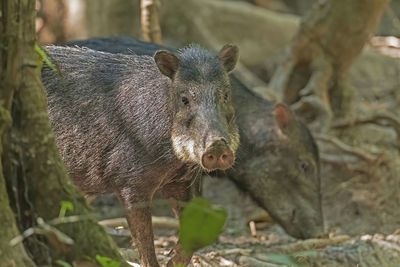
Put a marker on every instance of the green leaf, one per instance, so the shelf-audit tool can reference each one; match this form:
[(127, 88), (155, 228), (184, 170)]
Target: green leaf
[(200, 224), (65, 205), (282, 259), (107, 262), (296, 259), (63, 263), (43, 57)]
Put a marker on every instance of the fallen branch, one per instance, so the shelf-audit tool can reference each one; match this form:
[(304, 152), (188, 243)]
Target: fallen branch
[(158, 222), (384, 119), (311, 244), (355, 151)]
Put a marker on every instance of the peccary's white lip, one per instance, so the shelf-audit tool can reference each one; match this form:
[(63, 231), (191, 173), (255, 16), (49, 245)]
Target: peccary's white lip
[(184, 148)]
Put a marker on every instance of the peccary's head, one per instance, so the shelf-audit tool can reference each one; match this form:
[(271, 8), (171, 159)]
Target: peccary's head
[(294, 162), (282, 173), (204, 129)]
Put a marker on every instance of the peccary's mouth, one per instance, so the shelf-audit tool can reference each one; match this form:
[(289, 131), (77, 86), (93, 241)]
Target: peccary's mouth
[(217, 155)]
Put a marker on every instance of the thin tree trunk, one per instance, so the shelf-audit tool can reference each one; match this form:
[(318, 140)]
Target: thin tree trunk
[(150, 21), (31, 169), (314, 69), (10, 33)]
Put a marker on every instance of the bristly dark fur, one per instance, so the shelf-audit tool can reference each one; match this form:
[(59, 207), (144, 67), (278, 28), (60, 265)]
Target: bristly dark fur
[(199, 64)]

________________

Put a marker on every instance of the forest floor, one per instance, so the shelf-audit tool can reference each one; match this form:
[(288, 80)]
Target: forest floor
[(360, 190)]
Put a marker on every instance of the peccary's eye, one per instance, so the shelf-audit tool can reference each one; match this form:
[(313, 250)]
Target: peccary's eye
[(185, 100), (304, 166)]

________________

▶ [Work to be completed]
Please rewrite the records from the line that has "Put a marker on every instance of the forest" through the line that has "[(185, 100), (304, 166)]", replacing "marker" with "dot" and keeping everything else the same.

▶ [Completed exercise]
Put a dot on every instance of the forest floor, one per instance, so the shelf-audit tool can reference each one; match this form:
[(288, 80)]
Target: forest floor
[(360, 190)]
Put a dot on every instance of the peccary's eye, one per instance, so the shelf-audit tool can reference each one; match this form:
[(313, 250)]
Target: peccary's eye
[(185, 100), (304, 166)]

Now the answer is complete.